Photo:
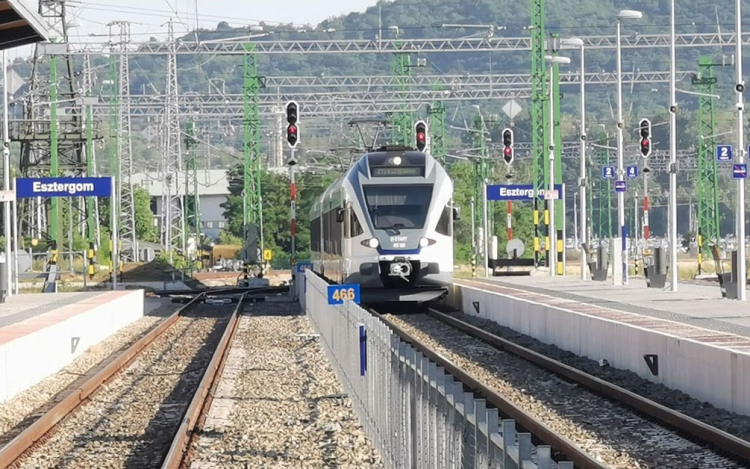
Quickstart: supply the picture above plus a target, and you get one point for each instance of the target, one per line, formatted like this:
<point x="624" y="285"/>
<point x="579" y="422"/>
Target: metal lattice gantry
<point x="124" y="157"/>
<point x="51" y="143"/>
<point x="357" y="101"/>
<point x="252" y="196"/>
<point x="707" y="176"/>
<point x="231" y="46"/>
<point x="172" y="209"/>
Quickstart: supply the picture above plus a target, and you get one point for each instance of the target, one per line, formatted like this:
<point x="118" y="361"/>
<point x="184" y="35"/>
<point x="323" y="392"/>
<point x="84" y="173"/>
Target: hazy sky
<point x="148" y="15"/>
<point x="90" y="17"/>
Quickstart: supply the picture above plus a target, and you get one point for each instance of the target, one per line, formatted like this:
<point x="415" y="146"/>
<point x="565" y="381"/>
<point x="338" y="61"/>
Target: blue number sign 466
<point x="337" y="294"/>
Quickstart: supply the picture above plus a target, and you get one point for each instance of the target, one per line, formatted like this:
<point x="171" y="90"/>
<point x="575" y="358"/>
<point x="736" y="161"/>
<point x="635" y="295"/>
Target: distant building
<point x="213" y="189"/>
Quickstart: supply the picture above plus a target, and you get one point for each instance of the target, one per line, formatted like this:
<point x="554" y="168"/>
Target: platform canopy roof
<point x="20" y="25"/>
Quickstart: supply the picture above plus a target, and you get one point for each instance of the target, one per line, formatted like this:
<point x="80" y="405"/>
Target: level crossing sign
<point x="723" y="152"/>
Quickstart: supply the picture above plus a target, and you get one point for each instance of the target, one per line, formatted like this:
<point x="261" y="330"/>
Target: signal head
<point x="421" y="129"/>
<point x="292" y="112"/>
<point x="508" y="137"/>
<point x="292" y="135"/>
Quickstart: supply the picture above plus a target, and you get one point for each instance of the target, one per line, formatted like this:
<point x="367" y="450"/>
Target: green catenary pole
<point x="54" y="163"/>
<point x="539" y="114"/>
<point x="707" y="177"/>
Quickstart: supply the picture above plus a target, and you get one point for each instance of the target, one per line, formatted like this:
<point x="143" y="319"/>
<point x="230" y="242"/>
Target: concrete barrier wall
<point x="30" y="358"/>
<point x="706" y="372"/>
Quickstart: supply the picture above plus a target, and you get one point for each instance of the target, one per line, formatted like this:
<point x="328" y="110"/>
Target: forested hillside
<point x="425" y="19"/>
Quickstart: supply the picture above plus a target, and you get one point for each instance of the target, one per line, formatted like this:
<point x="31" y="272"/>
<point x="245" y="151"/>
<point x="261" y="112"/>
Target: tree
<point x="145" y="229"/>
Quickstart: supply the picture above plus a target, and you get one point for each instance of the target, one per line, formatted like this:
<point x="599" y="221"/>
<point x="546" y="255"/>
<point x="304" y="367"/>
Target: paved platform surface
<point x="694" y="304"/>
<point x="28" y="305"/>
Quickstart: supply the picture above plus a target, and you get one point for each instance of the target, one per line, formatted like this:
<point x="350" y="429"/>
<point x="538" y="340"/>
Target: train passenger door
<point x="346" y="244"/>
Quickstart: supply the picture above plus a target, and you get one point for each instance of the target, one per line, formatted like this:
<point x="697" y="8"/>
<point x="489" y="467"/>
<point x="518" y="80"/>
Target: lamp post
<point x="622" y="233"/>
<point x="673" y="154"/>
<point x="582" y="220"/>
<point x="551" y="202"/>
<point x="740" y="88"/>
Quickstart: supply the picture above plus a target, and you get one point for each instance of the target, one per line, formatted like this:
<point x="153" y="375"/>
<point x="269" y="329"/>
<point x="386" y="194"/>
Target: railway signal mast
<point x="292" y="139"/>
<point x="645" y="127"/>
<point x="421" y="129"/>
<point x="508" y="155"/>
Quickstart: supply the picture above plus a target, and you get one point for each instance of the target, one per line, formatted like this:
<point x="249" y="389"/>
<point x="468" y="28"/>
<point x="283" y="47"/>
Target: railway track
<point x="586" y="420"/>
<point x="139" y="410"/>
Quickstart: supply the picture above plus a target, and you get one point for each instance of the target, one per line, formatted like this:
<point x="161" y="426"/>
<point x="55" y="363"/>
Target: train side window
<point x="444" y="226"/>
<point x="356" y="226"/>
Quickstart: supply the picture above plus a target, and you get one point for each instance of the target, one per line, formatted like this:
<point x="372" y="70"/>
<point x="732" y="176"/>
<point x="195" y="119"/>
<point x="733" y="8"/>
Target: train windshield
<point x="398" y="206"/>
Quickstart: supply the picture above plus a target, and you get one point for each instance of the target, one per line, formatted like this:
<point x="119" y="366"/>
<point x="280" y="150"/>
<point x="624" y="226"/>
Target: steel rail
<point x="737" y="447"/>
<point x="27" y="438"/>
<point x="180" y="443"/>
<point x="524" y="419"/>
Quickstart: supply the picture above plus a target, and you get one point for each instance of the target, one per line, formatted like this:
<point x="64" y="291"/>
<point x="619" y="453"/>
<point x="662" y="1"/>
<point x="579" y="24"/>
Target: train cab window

* _Task details_: Print the full listing above again with exact wording and no images.

* _Reply_:
Photo:
Quickstart: supply the picture above plus a target, and you get one point for each instance of the target, one per line, formatted like this:
<point x="624" y="285"/>
<point x="579" y="422"/>
Target: metal lattice gantry
<point x="124" y="157"/>
<point x="51" y="143"/>
<point x="357" y="101"/>
<point x="252" y="196"/>
<point x="707" y="176"/>
<point x="231" y="46"/>
<point x="172" y="209"/>
Quickstart: supply the picture above plus a target, and you get one point for each instance of the target, one per line, formatted like this:
<point x="118" y="361"/>
<point x="184" y="35"/>
<point x="323" y="392"/>
<point x="84" y="173"/>
Target: hazy sky
<point x="148" y="15"/>
<point x="90" y="17"/>
Quickstart: supply the picture above plus a target, and you get one point for each instance of the target, one per line, formatted like this:
<point x="415" y="146"/>
<point x="565" y="381"/>
<point x="338" y="61"/>
Target: blue number sign 466
<point x="337" y="294"/>
Quickstart: supply the picture above plus a target, and you get one point for each instance of the target, one per line, formatted like this:
<point x="171" y="90"/>
<point x="575" y="358"/>
<point x="736" y="161"/>
<point x="635" y="295"/>
Target: distant building
<point x="213" y="189"/>
Quickstart: supply the picture above plus a target, and you get one point for each instance of the target, one per line, formatted like this:
<point x="554" y="168"/>
Target: platform canopy roof
<point x="20" y="25"/>
Quickstart: supply the picture above plus a target, and you get one point for each instance of the target, one per line, formatted like this:
<point x="80" y="405"/>
Target: level crossing sign
<point x="723" y="152"/>
Quickstart: supply the picture above plus a target, and you get one point for each instance of the target, one per line, formatted like this:
<point x="261" y="330"/>
Target: signal head
<point x="421" y="129"/>
<point x="292" y="112"/>
<point x="508" y="137"/>
<point x="292" y="135"/>
Quickstart: supply the picture above plus a target, and you get one point for each instance of the target, one per line, formatted like this:
<point x="367" y="450"/>
Target: green catenary pole
<point x="54" y="163"/>
<point x="539" y="114"/>
<point x="707" y="177"/>
Quickstart: supply the picture above plus a target, and you get one point for each instance of the target, one per line, formatted like this:
<point x="143" y="319"/>
<point x="230" y="242"/>
Target: concrete barrier wall
<point x="30" y="358"/>
<point x="706" y="372"/>
Quickstart: supply the picture above plus a target, and you get one point for each instance of the target, one per line, formatted like this:
<point x="328" y="110"/>
Target: forested hillside
<point x="425" y="19"/>
Quickstart: supply the picture above plus a target, and you get one point for each instance of the target, one per line, formatted like this:
<point x="31" y="272"/>
<point x="245" y="151"/>
<point x="261" y="112"/>
Target: tree
<point x="145" y="229"/>
Quickstart: supply the picture above plus a target, and you get one point for each instance of the target, one per line, formatted like this:
<point x="599" y="221"/>
<point x="546" y="255"/>
<point x="304" y="367"/>
Target: paved platform surface
<point x="694" y="304"/>
<point x="28" y="305"/>
Quickstart: supply the picture above plus a target, and you get one point for each instance of the target, one per line, formatted like this:
<point x="350" y="429"/>
<point x="538" y="340"/>
Target: train passenger door
<point x="346" y="244"/>
Quickstart: supply the picture above plus a target, and you get one point for each instance of the target, one per line, formatted like this:
<point x="697" y="8"/>
<point x="489" y="467"/>
<point x="518" y="80"/>
Target: lamp post
<point x="622" y="233"/>
<point x="673" y="154"/>
<point x="582" y="220"/>
<point x="551" y="202"/>
<point x="740" y="88"/>
Quickstart: supply the picture above plus a target, and you get one point for each instance of the target, one per line, formatted like this:
<point x="153" y="375"/>
<point x="269" y="329"/>
<point x="386" y="194"/>
Target: railway signal mast
<point x="292" y="139"/>
<point x="645" y="127"/>
<point x="421" y="129"/>
<point x="508" y="155"/>
Quickstart: supply the picture above plus a target, and you get one point for each instance of the target, one per line, formatted like this:
<point x="249" y="389"/>
<point x="468" y="28"/>
<point x="283" y="47"/>
Target: railway track
<point x="586" y="420"/>
<point x="139" y="410"/>
Quickstart: supply the picture above plus a target, and you get one point for each instance of the target, one per line, formatted like this:
<point x="161" y="426"/>
<point x="55" y="363"/>
Target: train side window
<point x="444" y="226"/>
<point x="356" y="226"/>
Quickstart: supply the picture above plus a target, and you get one point for each instance of the target, one per line, formatted like this:
<point x="372" y="70"/>
<point x="732" y="176"/>
<point x="195" y="119"/>
<point x="733" y="8"/>
Target: train windshield
<point x="398" y="206"/>
Quickstart: supply the picture above plus a target, and you get one point for each instance of the target, one per line, formatted like this:
<point x="119" y="366"/>
<point x="280" y="150"/>
<point x="624" y="226"/>
Target: steel rail
<point x="737" y="447"/>
<point x="27" y="438"/>
<point x="180" y="443"/>
<point x="524" y="419"/>
Quickstart: supply the picture above plus a target, and you get one point for each instance of the target, one per line, formatted like this:
<point x="64" y="291"/>
<point x="619" y="453"/>
<point x="662" y="1"/>
<point x="579" y="24"/>
Target: train cab window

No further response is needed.